Document extract:

Content starts

Meanwhile, the ATRx program rethinks this model and promotes discussion among health experts for a holistic assessment that benefits the patients, especially those with comorbidities.

“Functionally our health care system is set up to prevent what is a really good thing, which is people actually pausing to look at data together and reflect on the right treatment as a group. At a regularly scheduled time, the doctors in the ATRx program all get together, and they run through the 12 or 15 patients that the advanced practitioner has identified as being at risk,” McManus said, “It's really cool to see them rounding, like you would on an inpatient ward, but instead we're talking about patients in their homes. Instead of episodic treatment and disease-based care, we're talking about longitudinal disease prevention and patient-based care.”

The ATRx program promotes health equity and patient accessibility in a multitude of ways. First, the program lets patients know that they are eligible for these new medications. The team also works with insurance companies and pharmacies to determine the affordability for patients, which helps reduce the financial barriers to advanced therapies. And by mostly conducting meetings through online teleconferencing or by phone, the program allows patients to receive information from the comfort of their own homes. This is especially helpful for the cardiometabolic patient population who face high-risk diseases and may find it difficult to travel to medical appointments for consultations.

“By reaching out to primary care patients and by trying to make the evidence-based guidance that you might only receive at a specialist, available to all, we are promoting health equity improvement,” McManus said.

Treating patients like the individuals that they are

When the ATRx program first became operational, it collaborated with PCPs from the Tri-River Family Health Center to support their advanced therapeutics needs. 

Sandy Aiello, ACNP, nurse practitioner, UMass Memorial Medical Center, is the advanced therapeutics cardiometabolic lead APP for the ATRx Program who works alongside the PCPs to ensure clear communication and care is achieved. As someone who worked in inpatient care previously, Aiello understands the rush and high demand that PCPs face daily. Through her role in the ATRx program, she is happy to have the time to speak with patients on an individual basis and have in-depth conversations that answer patients concerns, questions, and follow-ups regarding new therapies. From beginning eligibility to coordinating virtual appointments and processing insurance paperwork for patients, Aiello and her other team members are there every step of the way.

“So many of my patients tell me how appreciative they are of the telehealth appointments to learn about the benefits as well as side effects of a new medication they will be starting. They also love the time to ask questions without feeling rushed and the follow-up phone calls to check in and see how they are adjusting to the new medication. Some of the prescribed medicines require frequent follow up for dose titration and side-effect monitoring and it allows for a good relationship with the ongoing communication between patients, the cardiometabolic program and the PCPs,” Aiello said.

The reception from physicians at Tri-River Family Health Center has also been positive. Karen Peterson, MD, Chief, Division of Tri-River Medicine, UMass Memorial Medical Center and Associate Professor, UMass Chan Medical School said, “Tri-River’s experience with the Advanced Therapeutics program for GLP-1, SGLT2, and PCSK9 inhibitors has been a tremendous benefit for our patients and relieved a prior approval burden on our staff.”

Looking towards the future

As the ATRx team continues operations, they plan to expand the number of APPs involved and branch out to serve patient populations with other diseases. In the meantime, the team works hard to give eligible patients the best access to advanced therapeutics possible.

“At this point, we're still just scratching the surface,” Hyder said. “For me, success looks like improving patients’ longevity and quality of life, reducing hospitalizations and equitably distributing these medications to as many patients that would benefit within the community we serve."

Content ends

Required tasks:
a) In the article on the ATRx program, which health center's primary care physicians did the program first work with when it became operational?
b) Why, according to the article on the ATRx program, is holding meetings mostly online or by phone especially helpful for cardiometabolic patients?
This material comes from a different source than the article.

Dataset entries:
Content starts

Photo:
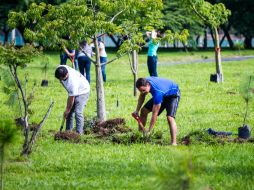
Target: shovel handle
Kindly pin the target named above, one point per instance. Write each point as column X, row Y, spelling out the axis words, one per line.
column 62, row 124
column 135, row 116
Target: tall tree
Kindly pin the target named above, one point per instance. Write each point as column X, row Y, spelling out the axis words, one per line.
column 212, row 16
column 82, row 19
column 176, row 18
column 14, row 58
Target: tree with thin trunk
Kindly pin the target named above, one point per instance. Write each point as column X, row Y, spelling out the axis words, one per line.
column 212, row 16
column 87, row 20
column 7, row 136
column 15, row 58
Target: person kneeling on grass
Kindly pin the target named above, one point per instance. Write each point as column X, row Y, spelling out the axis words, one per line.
column 78, row 90
column 165, row 95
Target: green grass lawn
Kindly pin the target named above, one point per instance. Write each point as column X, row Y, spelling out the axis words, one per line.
column 62, row 165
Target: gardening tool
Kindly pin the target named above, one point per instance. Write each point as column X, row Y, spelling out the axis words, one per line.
column 72, row 58
column 62, row 124
column 137, row 118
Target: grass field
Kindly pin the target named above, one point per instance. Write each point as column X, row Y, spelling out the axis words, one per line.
column 203, row 105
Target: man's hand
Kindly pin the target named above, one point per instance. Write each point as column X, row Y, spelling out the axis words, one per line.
column 135, row 113
column 66, row 113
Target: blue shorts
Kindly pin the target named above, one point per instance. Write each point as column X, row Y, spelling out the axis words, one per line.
column 170, row 103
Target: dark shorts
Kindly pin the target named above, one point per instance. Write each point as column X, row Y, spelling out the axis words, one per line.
column 170, row 103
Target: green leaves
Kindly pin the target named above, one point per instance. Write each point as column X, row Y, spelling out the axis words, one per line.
column 12, row 56
column 7, row 132
column 212, row 15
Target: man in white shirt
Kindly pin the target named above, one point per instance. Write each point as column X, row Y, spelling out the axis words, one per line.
column 78, row 90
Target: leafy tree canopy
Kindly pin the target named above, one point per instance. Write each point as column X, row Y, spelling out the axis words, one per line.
column 71, row 22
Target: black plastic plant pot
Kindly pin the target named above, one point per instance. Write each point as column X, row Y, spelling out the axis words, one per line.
column 44, row 83
column 244, row 132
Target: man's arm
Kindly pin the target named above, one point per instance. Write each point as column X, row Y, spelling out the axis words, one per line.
column 68, row 53
column 155, row 111
column 141, row 100
column 69, row 105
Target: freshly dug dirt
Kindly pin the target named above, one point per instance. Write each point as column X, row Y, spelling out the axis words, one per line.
column 110, row 127
column 68, row 136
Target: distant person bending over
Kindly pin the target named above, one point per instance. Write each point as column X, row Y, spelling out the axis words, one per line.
column 65, row 55
column 103, row 58
column 152, row 58
column 165, row 95
column 84, row 63
column 78, row 90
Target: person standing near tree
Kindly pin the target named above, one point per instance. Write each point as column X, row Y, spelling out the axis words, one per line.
column 152, row 58
column 78, row 90
column 165, row 95
column 84, row 62
column 103, row 58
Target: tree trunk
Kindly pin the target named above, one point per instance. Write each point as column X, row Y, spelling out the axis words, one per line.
column 101, row 108
column 226, row 32
column 2, row 165
column 5, row 34
column 247, row 42
column 218, row 57
column 116, row 42
column 135, row 70
column 205, row 39
column 214, row 41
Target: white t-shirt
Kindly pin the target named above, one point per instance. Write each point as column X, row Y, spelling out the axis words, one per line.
column 102, row 49
column 76, row 84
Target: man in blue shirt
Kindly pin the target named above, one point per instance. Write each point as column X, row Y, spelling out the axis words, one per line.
column 165, row 95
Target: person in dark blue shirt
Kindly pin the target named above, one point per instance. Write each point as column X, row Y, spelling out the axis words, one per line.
column 165, row 95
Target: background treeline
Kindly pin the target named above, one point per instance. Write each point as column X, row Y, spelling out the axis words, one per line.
column 176, row 17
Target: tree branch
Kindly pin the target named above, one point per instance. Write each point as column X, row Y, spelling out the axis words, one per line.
column 117, row 14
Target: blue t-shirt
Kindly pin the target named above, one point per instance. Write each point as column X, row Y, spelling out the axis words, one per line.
column 152, row 48
column 161, row 87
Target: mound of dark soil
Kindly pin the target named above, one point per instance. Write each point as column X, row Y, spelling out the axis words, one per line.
column 68, row 136
column 110, row 127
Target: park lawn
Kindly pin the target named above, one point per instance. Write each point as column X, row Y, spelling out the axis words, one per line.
column 62, row 165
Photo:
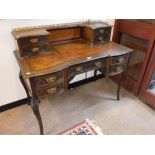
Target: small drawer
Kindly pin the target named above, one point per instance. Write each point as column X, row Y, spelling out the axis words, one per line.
column 33, row 40
column 120, row 59
column 102, row 35
column 117, row 69
column 33, row 50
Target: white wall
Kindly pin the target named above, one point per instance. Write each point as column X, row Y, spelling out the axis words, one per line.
column 10, row 86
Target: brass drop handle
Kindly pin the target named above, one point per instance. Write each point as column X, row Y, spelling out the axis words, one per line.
column 100, row 38
column 101, row 31
column 121, row 59
column 51, row 79
column 119, row 68
column 98, row 64
column 36, row 49
column 34, row 40
column 52, row 90
column 79, row 69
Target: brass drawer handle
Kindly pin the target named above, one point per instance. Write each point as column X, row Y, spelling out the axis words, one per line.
column 119, row 68
column 51, row 79
column 101, row 31
column 36, row 49
column 121, row 59
column 34, row 40
column 100, row 38
column 98, row 64
column 52, row 90
column 79, row 69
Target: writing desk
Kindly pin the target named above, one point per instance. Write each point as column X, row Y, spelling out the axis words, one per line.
column 50, row 73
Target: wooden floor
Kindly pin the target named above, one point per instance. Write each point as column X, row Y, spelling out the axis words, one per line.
column 96, row 101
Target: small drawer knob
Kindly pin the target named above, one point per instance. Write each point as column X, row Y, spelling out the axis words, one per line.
column 34, row 40
column 98, row 64
column 79, row 69
column 36, row 49
column 121, row 59
column 101, row 30
column 100, row 38
column 51, row 79
column 119, row 68
column 52, row 90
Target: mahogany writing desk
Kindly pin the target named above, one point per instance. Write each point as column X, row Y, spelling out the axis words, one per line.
column 69, row 51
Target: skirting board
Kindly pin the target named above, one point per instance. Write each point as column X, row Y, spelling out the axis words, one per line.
column 13, row 104
column 25, row 100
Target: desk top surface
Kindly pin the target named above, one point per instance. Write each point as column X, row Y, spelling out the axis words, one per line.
column 68, row 54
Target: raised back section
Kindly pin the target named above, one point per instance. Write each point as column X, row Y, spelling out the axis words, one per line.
column 64, row 34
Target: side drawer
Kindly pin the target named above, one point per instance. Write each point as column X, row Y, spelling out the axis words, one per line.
column 32, row 40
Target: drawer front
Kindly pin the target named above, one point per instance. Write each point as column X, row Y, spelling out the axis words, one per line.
column 33, row 40
column 87, row 66
column 46, row 91
column 50, row 84
column 76, row 69
column 50, row 79
column 51, row 90
column 117, row 69
column 102, row 35
column 120, row 59
column 33, row 50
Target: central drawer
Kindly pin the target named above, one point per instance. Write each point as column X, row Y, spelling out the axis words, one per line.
column 87, row 66
column 50, row 84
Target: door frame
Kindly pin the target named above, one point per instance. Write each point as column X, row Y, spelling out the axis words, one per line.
column 144, row 93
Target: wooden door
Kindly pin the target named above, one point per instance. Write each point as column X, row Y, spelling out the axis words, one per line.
column 147, row 90
column 139, row 36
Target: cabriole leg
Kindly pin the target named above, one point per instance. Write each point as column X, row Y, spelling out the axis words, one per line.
column 25, row 87
column 123, row 78
column 35, row 108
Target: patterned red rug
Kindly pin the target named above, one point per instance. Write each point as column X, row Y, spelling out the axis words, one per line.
column 86, row 127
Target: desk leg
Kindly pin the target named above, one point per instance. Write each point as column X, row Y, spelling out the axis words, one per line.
column 123, row 78
column 95, row 75
column 35, row 108
column 25, row 87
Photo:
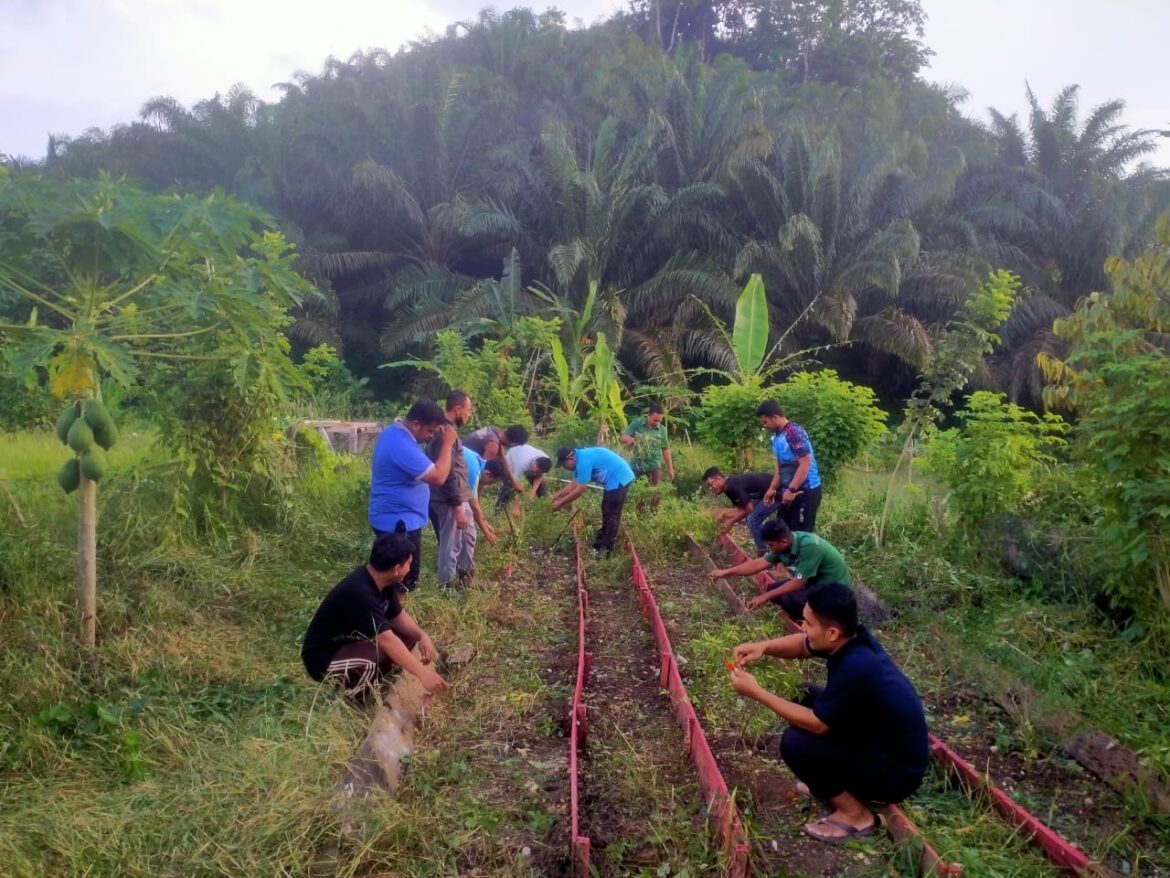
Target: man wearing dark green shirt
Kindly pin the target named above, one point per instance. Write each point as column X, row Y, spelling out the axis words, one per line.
column 651, row 446
column 805, row 560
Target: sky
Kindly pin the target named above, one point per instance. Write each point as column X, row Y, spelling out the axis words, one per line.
column 70, row 64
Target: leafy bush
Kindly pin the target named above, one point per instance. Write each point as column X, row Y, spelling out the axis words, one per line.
column 331, row 388
column 25, row 404
column 727, row 419
column 841, row 418
column 1116, row 377
column 490, row 375
column 991, row 461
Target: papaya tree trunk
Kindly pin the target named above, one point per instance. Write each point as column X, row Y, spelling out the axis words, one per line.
column 87, row 560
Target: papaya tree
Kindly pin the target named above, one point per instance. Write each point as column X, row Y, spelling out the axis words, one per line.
column 102, row 280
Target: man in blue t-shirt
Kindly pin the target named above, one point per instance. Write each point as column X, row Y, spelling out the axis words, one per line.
column 795, row 479
column 401, row 475
column 859, row 740
column 603, row 467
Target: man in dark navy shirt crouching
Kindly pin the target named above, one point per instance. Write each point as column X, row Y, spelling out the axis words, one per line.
column 360, row 630
column 862, row 738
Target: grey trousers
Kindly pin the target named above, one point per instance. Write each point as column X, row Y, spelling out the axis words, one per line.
column 456, row 548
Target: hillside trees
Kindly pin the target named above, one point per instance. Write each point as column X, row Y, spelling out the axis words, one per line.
column 795, row 139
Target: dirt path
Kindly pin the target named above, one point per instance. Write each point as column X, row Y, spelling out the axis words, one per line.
column 762, row 784
column 639, row 793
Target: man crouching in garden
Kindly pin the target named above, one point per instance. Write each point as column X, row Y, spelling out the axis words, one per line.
column 360, row 630
column 859, row 740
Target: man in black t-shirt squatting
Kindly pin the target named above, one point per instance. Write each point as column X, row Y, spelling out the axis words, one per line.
column 859, row 740
column 360, row 630
column 747, row 495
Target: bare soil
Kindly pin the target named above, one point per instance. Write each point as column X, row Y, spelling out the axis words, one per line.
column 637, row 776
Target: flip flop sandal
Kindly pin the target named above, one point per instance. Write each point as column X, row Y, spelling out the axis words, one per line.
column 850, row 831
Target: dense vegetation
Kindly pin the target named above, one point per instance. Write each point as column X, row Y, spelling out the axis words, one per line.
column 797, row 141
column 707, row 204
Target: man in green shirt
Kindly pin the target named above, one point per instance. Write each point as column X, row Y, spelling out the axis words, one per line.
column 651, row 445
column 805, row 561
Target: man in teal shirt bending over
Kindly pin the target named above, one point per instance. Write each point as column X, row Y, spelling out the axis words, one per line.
column 603, row 467
column 806, row 560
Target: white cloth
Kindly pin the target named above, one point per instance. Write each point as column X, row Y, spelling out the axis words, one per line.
column 521, row 457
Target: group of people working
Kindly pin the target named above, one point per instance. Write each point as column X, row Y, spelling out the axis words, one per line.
column 858, row 741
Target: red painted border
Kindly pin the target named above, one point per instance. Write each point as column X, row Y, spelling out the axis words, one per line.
column 728, row 822
column 578, row 725
column 1059, row 851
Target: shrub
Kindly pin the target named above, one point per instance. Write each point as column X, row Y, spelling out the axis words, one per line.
column 727, row 419
column 841, row 418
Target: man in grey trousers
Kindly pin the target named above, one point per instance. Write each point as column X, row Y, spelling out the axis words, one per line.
column 451, row 510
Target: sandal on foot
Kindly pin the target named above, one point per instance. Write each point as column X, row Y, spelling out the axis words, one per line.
column 850, row 831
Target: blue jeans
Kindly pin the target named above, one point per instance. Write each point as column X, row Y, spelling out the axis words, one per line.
column 756, row 519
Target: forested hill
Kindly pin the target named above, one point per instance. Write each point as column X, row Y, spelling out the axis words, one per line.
column 666, row 153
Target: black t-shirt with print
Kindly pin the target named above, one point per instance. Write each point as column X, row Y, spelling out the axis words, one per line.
column 355, row 609
column 747, row 488
column 869, row 702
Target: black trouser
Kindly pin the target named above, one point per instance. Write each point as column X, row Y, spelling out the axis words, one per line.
column 802, row 513
column 792, row 602
column 507, row 492
column 415, row 537
column 831, row 766
column 612, row 503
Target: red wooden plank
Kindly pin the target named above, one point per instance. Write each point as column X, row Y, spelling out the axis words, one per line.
column 1061, row 852
column 578, row 726
column 728, row 823
column 897, row 824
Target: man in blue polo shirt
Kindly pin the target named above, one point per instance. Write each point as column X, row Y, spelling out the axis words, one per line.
column 796, row 480
column 603, row 467
column 859, row 740
column 401, row 475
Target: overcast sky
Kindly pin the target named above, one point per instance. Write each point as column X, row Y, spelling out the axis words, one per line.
column 70, row 64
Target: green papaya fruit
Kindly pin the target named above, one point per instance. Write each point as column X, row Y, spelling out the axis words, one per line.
column 93, row 464
column 66, row 420
column 69, row 475
column 81, row 437
column 95, row 413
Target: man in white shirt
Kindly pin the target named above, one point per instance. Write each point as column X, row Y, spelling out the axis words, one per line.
column 527, row 460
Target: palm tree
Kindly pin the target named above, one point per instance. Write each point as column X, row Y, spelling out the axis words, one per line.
column 839, row 248
column 1061, row 198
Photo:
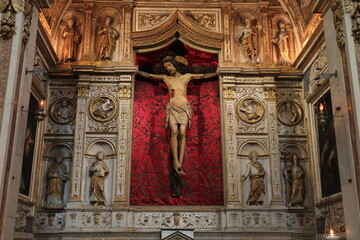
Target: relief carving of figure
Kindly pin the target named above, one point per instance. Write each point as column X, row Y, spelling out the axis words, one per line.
column 247, row 40
column 294, row 177
column 109, row 36
column 71, row 41
column 57, row 176
column 282, row 45
column 289, row 113
column 255, row 171
column 98, row 171
column 178, row 110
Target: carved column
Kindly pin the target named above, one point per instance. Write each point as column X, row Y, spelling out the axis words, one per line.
column 83, row 94
column 87, row 30
column 127, row 56
column 266, row 44
column 229, row 120
column 227, row 35
column 124, row 139
column 270, row 97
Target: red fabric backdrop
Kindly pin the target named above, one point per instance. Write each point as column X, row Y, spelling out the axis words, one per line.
column 150, row 179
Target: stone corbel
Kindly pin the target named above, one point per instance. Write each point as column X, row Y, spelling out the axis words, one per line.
column 352, row 7
column 337, row 8
column 9, row 8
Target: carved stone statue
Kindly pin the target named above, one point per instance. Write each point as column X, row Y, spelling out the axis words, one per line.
column 294, row 177
column 109, row 36
column 178, row 110
column 57, row 176
column 247, row 40
column 98, row 171
column 71, row 40
column 256, row 173
column 282, row 45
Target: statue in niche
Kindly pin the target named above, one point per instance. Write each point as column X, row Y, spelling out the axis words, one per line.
column 71, row 40
column 294, row 180
column 178, row 110
column 109, row 36
column 57, row 176
column 98, row 171
column 282, row 45
column 247, row 40
column 256, row 173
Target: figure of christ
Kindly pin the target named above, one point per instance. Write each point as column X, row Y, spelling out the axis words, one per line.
column 178, row 110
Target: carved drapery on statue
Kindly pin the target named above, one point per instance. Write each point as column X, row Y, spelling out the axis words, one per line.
column 150, row 174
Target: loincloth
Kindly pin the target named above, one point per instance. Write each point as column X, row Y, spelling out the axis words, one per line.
column 178, row 115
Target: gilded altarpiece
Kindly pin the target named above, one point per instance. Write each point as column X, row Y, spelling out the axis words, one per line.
column 260, row 106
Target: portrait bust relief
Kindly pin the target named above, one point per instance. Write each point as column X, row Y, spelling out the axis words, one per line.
column 103, row 108
column 289, row 113
column 62, row 111
column 250, row 110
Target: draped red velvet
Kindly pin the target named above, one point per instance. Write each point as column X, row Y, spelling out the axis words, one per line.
column 150, row 179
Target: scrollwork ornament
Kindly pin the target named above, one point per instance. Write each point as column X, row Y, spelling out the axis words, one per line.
column 352, row 7
column 337, row 8
column 9, row 8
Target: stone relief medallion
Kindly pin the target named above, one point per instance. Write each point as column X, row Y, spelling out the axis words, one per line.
column 62, row 111
column 103, row 108
column 250, row 110
column 290, row 113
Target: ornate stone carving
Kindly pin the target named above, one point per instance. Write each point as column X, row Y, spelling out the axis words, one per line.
column 337, row 8
column 9, row 8
column 125, row 92
column 156, row 220
column 250, row 110
column 229, row 92
column 28, row 11
column 62, row 111
column 83, row 92
column 148, row 20
column 290, row 113
column 23, row 219
column 207, row 20
column 352, row 7
column 103, row 108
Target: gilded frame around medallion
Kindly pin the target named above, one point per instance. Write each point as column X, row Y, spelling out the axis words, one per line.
column 56, row 113
column 250, row 110
column 289, row 113
column 103, row 108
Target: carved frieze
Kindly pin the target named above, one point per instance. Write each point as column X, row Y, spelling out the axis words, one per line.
column 250, row 110
column 149, row 20
column 206, row 20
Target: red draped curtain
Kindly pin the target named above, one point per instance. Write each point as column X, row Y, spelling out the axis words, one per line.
column 150, row 165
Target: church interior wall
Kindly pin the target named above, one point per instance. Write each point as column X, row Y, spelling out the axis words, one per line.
column 283, row 90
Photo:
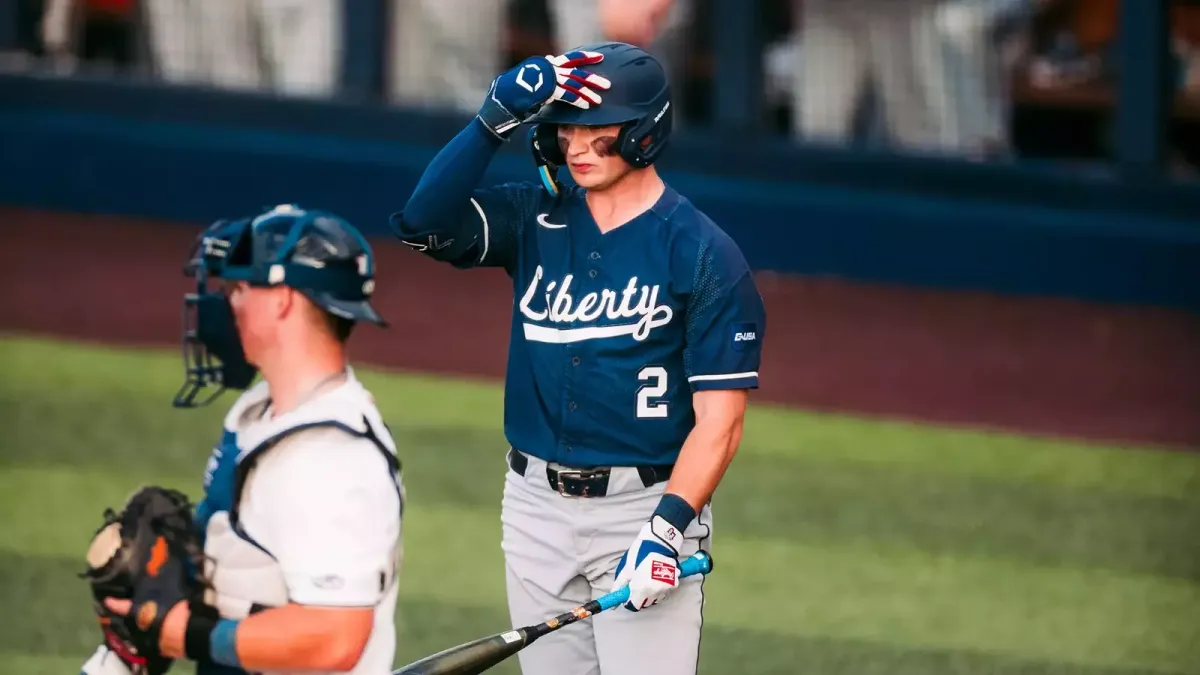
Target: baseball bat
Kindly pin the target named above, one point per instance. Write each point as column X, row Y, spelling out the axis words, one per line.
column 477, row 656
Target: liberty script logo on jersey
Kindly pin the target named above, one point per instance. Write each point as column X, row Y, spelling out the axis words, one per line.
column 559, row 306
column 743, row 334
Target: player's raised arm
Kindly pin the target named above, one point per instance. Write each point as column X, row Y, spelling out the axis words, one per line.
column 447, row 217
column 331, row 517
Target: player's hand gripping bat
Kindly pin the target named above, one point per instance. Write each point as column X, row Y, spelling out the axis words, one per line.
column 478, row 656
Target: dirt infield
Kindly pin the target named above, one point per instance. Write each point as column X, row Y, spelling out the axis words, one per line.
column 1033, row 365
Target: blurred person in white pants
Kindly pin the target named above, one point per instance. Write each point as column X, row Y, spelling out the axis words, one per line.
column 940, row 82
column 445, row 52
column 846, row 46
column 292, row 47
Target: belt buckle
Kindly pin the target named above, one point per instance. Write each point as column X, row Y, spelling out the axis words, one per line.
column 579, row 475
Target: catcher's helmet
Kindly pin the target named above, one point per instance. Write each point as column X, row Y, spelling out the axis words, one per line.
column 316, row 252
column 640, row 101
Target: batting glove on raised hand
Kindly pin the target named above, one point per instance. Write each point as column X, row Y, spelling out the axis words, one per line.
column 651, row 566
column 517, row 94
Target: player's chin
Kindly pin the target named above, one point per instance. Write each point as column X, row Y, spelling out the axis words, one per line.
column 593, row 179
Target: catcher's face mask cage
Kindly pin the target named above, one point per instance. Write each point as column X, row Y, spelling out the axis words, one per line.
column 213, row 352
column 317, row 254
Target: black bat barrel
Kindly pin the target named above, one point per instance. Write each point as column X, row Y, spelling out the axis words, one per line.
column 468, row 658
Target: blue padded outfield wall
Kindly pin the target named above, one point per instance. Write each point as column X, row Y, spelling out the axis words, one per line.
column 193, row 156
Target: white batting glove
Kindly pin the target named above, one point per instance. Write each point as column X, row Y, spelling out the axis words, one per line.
column 575, row 85
column 105, row 662
column 521, row 91
column 654, row 571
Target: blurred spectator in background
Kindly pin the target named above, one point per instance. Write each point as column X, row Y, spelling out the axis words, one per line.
column 972, row 39
column 292, row 47
column 930, row 67
column 445, row 53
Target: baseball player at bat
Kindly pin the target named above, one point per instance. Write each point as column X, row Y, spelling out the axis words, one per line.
column 636, row 334
column 289, row 563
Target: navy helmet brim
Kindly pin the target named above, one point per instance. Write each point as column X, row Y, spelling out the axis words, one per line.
column 352, row 310
column 557, row 112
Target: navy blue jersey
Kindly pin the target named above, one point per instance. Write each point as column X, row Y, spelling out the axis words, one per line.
column 612, row 332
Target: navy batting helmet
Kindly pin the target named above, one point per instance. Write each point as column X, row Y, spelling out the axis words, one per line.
column 640, row 101
column 316, row 252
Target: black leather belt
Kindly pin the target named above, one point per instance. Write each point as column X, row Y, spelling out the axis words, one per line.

Content ends

Outputs in order:
a) The Tri-River Family Health Center.

b) Holding meetings online or by phone lets patients receive information from the comfort of their own homes. This matters for cardiometabolic patients because they face high-risk diseases and may find it difficult to travel to medical appointments for consultations.